§ PROBLEM STATEMENT: Skip all lines in the entries below that come before the one containing "the red suv". Repeat that line and the rest exactly.

Dataset items:
-*-*-

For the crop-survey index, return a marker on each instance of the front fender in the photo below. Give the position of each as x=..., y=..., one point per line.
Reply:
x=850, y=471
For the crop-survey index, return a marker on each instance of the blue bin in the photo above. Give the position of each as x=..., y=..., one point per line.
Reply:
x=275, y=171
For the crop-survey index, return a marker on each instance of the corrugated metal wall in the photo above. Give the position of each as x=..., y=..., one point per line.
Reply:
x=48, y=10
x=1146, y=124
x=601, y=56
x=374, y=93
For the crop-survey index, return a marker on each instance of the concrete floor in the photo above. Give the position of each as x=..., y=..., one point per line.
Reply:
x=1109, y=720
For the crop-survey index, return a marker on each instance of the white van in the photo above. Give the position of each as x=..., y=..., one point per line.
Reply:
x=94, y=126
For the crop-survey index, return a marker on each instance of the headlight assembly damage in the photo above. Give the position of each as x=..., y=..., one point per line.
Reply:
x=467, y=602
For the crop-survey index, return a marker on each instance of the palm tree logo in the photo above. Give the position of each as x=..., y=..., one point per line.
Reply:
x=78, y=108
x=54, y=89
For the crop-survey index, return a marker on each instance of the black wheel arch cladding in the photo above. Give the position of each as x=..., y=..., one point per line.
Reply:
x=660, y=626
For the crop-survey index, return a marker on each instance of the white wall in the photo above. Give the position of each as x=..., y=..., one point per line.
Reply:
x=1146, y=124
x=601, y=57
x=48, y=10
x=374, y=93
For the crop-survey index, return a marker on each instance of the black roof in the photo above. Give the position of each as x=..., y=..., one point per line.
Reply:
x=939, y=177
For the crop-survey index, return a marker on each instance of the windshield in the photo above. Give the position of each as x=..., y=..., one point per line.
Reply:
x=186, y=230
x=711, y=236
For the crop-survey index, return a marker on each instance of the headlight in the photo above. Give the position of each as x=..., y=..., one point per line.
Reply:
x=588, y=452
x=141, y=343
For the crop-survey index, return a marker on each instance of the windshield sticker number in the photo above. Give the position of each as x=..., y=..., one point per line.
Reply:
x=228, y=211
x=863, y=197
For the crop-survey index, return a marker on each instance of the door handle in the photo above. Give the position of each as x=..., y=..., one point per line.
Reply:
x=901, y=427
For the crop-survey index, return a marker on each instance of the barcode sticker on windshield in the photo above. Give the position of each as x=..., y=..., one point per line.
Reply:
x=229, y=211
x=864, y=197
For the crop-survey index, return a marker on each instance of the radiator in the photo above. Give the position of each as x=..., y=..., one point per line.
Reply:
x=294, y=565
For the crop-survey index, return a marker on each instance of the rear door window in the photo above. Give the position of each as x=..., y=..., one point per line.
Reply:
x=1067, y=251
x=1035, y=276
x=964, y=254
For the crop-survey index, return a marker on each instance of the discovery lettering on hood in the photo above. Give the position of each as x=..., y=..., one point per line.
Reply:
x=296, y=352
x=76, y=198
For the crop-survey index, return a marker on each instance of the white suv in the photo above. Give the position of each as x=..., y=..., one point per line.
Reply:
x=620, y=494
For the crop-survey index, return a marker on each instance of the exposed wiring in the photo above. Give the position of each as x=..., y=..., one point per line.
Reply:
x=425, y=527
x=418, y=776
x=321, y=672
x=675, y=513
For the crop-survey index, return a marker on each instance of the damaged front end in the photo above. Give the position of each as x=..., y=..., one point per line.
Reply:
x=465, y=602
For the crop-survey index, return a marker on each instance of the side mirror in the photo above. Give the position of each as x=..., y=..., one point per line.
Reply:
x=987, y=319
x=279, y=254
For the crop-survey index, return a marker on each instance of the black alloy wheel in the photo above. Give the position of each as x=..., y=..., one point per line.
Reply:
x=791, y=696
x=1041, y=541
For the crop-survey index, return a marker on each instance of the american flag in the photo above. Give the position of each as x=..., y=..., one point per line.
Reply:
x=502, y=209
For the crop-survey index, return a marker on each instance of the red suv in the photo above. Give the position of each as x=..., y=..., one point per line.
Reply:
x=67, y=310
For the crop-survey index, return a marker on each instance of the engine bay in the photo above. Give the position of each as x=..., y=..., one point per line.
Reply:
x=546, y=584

-*-*-

§ THE ANSWER:
For the crop-survey index, return a marker on each instance of the red suv in the photo above. Give the position of each as x=..., y=..., one point per line.
Reply:
x=67, y=310
For the crop-survey index, return a marker on each instance of the engine bay in the photo above. Give the position of each as x=..., y=..., one point per line.
Reply:
x=546, y=584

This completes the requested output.